Instructions to follow: Reproduce this listing in full.

(Rows from a pointing dataset)
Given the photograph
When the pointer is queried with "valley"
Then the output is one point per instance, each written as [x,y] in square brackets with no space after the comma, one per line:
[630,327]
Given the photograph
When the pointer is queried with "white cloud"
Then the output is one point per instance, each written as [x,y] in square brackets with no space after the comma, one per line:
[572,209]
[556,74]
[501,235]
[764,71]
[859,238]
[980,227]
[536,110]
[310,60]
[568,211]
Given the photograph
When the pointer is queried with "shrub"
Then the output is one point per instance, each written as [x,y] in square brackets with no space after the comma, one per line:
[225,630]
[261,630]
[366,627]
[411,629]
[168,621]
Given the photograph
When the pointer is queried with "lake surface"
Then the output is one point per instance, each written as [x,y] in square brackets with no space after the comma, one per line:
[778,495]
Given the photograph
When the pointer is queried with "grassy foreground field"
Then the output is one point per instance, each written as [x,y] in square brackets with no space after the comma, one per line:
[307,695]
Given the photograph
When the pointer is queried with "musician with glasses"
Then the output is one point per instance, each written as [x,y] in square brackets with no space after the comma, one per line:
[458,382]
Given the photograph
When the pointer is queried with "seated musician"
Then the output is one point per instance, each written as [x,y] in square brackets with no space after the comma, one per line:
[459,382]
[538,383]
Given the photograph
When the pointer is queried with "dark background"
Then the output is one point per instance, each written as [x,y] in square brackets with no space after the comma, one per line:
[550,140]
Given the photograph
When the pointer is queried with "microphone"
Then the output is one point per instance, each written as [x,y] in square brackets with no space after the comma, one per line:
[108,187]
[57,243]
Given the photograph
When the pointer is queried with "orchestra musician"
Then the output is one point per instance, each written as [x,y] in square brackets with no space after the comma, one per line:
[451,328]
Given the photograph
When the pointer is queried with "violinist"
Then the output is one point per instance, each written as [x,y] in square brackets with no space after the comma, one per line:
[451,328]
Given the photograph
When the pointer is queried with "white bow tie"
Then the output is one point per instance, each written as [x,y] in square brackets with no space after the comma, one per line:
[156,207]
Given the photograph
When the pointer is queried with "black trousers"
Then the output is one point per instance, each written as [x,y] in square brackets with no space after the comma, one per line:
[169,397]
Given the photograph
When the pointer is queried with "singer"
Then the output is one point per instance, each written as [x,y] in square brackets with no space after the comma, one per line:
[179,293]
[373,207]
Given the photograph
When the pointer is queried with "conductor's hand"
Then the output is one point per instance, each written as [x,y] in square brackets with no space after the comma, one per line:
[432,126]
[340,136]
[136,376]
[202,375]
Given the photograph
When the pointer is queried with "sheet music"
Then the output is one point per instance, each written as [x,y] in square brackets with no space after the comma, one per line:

Solution:
Given the photograph
When the pointer is queried with "valley"
Then the output is one point per instance, each written as [x,y] in square brackets with no space after the comma, one per line:
[630,327]
Given the photograph
When the pointer is queried with "white cloud"
Then the output is one point per instance, each written as [x,y] in square brackets with no space after the comma, one per line:
[572,209]
[556,74]
[501,235]
[764,71]
[859,238]
[980,227]
[536,110]
[310,60]
[568,211]
Given the photograph
When the pointer is queried with "shrub"
Then the output is one point per instance, each written as [x,y] in square brackets with no space after the comma, one per line:
[225,630]
[261,630]
[366,627]
[411,629]
[168,621]
Given the photograph
When the pointer is queried with "lake surface"
Then the output is one point per instance, each written as [x,y] in square brackets with no space after the comma, one per line:
[778,495]
Given the photograph
When the pointer is queried with "grassy foreground field"
Then the output is one point per instance, each written as [x,y] in square brackets with no space after the comma, one per line:
[307,695]
Given the photograph
When the pointer is queried with "musician with glasses"
Then the output is one point per instance, each written as [x,y] in square brackets with no space after the comma, one per line:
[458,382]
Given the photograph
When the pointer is queried with "seated musician"
Then the output is one point per instance, each written as [x,y] in square brackets with no space after the comma, one per line:
[459,382]
[538,383]
Given the photograph
When the pointer is queried with "dark background"
Then the output is one point per instance, each written as [x,y] in square brackets with no space after the comma, one per line:
[550,140]
Given the photograph
When the pointer is queried with "microphone"
Then the output is one point per instance, each written as [x,y] in square brackets with no space after the comma, one per line:
[108,187]
[57,243]
Given the photograph
When the pointer is queried with "orchestra musician"
Then the output is one point per instance, each written as [x,y] in square brackets with no space after the comma, one per line:
[451,328]
Given the photograph
When the pointer is queried with "violinist"
Then the output is one point per instance, each written as [x,y] in square brackets with no space after the comma, one per line:
[451,328]
Given the photograph
When the pointer is queried with "white bow tie"
Then the output is one point per instance, each written as [x,y] in square brackets with no space after the comma, one per line:
[156,207]
Given the photograph
When the pointer is queried with "black trousers"
Then the output is one point per instance, each written as [x,y] in square brackets with no space after the comma, one per line:
[169,397]
Given the photograph
When the pointer is queried with "singer"
Then the output is one point per instance, each written as [x,y] in square brackets with no space after the comma, one per line:
[179,293]
[373,207]
Given the photograph
When the pointer is queried with "conductor's hand"
Then the output is one point per instance, each written as [x,y] in square brackets with no space after the comma, one per line:
[432,126]
[340,136]
[136,376]
[202,375]
Given the photograph
When the pointer is queried with "sheet music"
Then the output is one point per instance, each written as [x,y] in square brackets with no space after the comma, one per line:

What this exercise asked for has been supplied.